Locate each line in the records that contains the string "cabinet" and copy those lines out; case counts.

====================

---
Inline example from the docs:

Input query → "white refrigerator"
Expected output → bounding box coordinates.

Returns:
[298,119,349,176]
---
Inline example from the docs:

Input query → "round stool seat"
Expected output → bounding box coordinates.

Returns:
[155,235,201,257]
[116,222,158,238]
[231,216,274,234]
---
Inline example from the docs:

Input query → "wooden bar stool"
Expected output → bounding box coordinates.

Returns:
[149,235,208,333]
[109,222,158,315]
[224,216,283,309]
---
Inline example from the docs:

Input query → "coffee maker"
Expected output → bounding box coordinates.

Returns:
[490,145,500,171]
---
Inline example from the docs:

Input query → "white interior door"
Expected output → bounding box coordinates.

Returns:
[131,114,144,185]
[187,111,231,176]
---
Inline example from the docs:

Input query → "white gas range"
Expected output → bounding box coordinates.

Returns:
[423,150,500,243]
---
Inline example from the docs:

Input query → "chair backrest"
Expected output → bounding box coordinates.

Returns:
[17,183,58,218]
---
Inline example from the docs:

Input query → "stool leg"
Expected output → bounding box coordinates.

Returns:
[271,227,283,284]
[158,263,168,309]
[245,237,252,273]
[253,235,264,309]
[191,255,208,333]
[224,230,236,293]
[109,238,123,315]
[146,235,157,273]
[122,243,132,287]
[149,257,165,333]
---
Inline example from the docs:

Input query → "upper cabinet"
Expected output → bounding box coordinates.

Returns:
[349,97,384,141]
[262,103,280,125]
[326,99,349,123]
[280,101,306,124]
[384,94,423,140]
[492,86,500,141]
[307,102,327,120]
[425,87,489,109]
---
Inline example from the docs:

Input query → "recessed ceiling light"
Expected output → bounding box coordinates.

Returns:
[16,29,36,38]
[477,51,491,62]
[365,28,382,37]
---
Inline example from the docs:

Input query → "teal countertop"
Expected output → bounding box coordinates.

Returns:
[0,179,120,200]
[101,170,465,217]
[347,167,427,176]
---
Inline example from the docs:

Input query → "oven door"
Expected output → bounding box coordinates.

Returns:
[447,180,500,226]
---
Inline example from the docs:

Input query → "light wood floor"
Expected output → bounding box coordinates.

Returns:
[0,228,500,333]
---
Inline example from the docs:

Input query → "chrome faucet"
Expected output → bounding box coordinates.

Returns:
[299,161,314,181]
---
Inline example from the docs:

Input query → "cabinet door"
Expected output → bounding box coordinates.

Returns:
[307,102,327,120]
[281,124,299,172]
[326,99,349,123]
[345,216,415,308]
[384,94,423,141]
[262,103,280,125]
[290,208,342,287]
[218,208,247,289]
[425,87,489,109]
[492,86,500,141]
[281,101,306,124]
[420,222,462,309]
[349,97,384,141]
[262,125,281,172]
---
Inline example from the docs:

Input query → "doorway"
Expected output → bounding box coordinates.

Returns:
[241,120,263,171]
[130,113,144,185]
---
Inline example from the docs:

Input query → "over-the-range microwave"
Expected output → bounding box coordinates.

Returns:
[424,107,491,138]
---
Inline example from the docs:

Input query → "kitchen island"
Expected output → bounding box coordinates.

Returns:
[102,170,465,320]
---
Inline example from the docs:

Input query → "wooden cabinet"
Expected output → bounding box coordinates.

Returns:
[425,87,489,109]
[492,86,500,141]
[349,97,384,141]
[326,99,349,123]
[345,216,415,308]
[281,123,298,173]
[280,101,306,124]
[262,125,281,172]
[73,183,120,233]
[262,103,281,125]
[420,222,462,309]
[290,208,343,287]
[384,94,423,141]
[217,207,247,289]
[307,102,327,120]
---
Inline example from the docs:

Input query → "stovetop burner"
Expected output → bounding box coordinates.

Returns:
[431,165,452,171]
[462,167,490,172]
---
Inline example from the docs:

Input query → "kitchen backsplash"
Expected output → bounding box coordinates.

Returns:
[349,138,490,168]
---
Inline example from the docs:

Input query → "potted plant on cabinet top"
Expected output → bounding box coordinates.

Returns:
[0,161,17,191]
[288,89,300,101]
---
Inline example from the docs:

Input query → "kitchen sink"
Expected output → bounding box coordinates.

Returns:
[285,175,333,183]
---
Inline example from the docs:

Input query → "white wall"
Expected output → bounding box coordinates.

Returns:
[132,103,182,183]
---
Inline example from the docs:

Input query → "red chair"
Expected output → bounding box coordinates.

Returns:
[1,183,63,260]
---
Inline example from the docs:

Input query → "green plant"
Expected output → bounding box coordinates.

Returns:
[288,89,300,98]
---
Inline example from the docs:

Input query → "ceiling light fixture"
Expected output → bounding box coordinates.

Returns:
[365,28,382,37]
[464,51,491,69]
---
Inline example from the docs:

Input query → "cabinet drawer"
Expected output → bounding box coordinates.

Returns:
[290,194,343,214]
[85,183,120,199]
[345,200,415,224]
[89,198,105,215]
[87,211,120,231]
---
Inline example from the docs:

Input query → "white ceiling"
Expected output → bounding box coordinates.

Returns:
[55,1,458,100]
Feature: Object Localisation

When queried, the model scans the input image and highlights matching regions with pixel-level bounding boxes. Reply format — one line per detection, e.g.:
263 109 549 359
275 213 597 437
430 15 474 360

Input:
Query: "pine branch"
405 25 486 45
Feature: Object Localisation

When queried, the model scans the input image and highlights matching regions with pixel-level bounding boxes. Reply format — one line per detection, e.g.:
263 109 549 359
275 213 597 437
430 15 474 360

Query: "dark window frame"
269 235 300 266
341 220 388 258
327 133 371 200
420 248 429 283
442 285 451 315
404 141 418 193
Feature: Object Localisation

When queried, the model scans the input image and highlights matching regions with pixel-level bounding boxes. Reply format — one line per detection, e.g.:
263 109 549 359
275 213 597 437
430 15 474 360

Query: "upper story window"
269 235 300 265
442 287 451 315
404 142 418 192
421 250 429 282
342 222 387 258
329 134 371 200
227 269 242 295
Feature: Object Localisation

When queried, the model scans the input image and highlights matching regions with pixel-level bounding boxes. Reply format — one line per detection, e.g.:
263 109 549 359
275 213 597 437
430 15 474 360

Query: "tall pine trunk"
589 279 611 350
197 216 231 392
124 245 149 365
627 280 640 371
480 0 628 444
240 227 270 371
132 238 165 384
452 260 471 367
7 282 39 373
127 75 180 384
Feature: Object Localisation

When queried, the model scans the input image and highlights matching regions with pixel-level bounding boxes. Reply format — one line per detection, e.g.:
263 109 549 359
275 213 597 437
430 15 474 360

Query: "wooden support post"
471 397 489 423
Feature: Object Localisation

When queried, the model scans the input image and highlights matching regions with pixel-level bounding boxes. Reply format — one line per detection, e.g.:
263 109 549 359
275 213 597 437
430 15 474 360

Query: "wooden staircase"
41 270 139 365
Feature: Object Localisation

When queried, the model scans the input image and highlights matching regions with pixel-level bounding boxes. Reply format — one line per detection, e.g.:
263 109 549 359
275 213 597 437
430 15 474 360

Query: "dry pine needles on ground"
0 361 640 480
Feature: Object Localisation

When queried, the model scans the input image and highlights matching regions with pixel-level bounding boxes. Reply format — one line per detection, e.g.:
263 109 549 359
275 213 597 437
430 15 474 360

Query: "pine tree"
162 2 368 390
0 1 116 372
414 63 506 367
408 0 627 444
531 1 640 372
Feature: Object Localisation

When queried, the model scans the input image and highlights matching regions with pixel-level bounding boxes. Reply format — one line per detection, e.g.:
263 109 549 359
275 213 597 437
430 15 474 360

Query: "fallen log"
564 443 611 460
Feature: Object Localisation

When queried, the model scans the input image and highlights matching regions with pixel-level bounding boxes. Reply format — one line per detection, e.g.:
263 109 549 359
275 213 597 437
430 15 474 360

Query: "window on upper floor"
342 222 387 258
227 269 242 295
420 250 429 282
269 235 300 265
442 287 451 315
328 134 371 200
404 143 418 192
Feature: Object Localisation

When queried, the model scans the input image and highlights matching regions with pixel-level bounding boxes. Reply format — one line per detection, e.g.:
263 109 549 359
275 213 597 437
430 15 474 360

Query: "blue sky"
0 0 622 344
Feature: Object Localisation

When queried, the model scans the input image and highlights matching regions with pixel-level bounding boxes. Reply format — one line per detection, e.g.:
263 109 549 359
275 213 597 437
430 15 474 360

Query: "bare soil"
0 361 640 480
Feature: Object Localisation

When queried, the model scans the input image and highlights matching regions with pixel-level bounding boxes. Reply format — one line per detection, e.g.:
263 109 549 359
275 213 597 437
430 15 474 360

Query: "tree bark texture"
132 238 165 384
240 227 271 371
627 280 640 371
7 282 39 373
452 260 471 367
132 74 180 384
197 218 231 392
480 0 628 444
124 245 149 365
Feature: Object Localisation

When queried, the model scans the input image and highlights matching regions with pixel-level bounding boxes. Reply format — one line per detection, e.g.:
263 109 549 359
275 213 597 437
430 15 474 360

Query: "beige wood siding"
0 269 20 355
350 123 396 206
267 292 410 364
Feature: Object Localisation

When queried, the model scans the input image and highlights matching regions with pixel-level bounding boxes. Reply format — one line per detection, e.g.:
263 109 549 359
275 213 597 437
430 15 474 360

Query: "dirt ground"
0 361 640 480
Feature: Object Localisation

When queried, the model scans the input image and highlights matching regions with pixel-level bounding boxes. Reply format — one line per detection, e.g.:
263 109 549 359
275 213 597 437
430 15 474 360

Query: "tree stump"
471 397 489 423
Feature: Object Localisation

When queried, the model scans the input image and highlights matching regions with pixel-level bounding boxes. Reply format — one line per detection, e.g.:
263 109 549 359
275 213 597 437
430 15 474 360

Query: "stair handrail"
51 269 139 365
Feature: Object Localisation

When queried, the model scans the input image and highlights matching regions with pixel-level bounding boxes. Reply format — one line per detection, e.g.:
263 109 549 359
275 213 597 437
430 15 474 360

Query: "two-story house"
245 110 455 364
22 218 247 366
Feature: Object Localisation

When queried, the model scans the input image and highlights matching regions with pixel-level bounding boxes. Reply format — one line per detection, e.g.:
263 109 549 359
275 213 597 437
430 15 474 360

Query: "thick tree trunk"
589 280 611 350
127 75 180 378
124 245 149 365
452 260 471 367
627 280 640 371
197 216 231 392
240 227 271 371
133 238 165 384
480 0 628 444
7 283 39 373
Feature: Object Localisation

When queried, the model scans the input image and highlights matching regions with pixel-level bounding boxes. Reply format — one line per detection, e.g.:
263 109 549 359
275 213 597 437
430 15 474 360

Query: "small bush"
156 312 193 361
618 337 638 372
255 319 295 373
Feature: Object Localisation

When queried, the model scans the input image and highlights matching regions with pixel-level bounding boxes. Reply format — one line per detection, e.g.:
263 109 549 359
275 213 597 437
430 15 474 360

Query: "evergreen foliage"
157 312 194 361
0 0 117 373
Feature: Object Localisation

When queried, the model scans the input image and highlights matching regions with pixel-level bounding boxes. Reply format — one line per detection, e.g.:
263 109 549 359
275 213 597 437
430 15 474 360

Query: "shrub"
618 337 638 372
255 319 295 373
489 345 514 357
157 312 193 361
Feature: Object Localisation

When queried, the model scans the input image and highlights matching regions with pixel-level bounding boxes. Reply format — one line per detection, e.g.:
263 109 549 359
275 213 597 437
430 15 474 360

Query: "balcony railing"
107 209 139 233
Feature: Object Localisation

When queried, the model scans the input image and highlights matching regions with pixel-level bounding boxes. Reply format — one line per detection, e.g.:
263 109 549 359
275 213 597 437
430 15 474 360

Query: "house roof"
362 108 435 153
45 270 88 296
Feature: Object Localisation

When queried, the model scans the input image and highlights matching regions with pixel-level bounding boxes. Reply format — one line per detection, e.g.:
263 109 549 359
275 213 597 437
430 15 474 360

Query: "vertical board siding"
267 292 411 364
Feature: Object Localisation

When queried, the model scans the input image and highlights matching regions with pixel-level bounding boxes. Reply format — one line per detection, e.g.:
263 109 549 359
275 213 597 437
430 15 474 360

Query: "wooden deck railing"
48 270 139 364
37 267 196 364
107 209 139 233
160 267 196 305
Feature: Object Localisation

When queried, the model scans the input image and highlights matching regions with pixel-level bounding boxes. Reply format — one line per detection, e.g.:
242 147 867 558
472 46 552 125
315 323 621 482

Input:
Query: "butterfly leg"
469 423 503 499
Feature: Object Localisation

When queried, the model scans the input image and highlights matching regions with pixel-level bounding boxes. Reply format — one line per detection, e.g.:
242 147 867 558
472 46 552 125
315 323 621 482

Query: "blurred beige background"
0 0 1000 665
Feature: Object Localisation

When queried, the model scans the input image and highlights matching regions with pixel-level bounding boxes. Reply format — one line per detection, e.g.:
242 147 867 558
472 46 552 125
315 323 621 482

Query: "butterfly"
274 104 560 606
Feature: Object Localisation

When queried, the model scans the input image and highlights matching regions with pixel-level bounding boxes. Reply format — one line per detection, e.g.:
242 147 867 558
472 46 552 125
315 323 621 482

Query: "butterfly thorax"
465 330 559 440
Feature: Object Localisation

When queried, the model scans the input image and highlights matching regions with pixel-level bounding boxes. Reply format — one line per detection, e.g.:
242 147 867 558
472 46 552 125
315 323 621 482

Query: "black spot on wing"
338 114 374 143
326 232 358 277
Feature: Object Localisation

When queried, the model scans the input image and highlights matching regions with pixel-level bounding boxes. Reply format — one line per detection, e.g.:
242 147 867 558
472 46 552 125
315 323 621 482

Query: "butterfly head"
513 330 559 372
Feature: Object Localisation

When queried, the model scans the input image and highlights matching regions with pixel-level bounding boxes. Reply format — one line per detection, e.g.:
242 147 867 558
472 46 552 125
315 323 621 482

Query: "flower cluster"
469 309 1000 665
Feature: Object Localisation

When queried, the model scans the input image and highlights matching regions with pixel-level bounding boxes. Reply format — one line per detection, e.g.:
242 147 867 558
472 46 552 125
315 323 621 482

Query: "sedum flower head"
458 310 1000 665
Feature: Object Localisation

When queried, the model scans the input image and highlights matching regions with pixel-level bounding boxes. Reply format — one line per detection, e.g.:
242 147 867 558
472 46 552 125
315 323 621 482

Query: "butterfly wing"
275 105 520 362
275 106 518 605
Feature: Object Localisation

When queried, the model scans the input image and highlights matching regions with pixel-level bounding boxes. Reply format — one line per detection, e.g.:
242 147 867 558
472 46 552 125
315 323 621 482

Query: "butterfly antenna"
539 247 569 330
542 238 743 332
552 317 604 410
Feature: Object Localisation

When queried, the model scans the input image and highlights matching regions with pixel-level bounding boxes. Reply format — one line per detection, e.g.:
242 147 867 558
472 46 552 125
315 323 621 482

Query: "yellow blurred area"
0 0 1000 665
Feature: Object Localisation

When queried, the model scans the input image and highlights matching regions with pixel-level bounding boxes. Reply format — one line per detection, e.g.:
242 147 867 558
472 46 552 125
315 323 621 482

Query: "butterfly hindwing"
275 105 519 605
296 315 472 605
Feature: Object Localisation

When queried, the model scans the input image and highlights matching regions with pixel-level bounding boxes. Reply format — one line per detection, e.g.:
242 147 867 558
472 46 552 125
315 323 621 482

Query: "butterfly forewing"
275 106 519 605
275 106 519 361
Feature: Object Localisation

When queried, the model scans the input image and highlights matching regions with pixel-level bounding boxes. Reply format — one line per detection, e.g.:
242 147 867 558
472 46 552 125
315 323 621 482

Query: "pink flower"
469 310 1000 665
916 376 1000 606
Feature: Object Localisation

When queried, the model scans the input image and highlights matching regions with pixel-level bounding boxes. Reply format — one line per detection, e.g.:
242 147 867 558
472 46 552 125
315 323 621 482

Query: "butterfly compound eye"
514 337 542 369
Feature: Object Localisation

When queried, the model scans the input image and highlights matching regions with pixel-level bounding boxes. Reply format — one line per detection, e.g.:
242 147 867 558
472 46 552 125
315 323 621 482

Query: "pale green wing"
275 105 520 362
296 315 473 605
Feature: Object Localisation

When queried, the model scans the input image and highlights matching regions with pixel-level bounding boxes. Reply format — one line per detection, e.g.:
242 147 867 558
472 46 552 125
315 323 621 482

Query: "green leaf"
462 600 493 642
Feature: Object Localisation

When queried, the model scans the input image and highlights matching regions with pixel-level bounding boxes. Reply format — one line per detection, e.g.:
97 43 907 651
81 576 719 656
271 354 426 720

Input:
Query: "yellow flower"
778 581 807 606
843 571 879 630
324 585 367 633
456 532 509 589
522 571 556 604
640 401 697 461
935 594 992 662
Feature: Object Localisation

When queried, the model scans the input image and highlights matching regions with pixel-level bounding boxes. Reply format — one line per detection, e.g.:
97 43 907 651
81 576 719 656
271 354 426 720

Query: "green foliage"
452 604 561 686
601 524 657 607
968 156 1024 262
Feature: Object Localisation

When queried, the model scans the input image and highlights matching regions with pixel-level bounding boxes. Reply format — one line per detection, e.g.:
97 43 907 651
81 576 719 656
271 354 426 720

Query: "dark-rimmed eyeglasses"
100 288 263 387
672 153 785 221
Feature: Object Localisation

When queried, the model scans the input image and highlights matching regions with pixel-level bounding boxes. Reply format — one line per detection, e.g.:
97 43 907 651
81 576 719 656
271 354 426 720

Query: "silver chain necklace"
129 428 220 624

====================

Complete output:
Input query → "upper cabinet"
Input query → "cabinet door"
Input query → "wooden cabinet"
Input query → "potted plant on cabinet top"
Input query → "cabinet drawer"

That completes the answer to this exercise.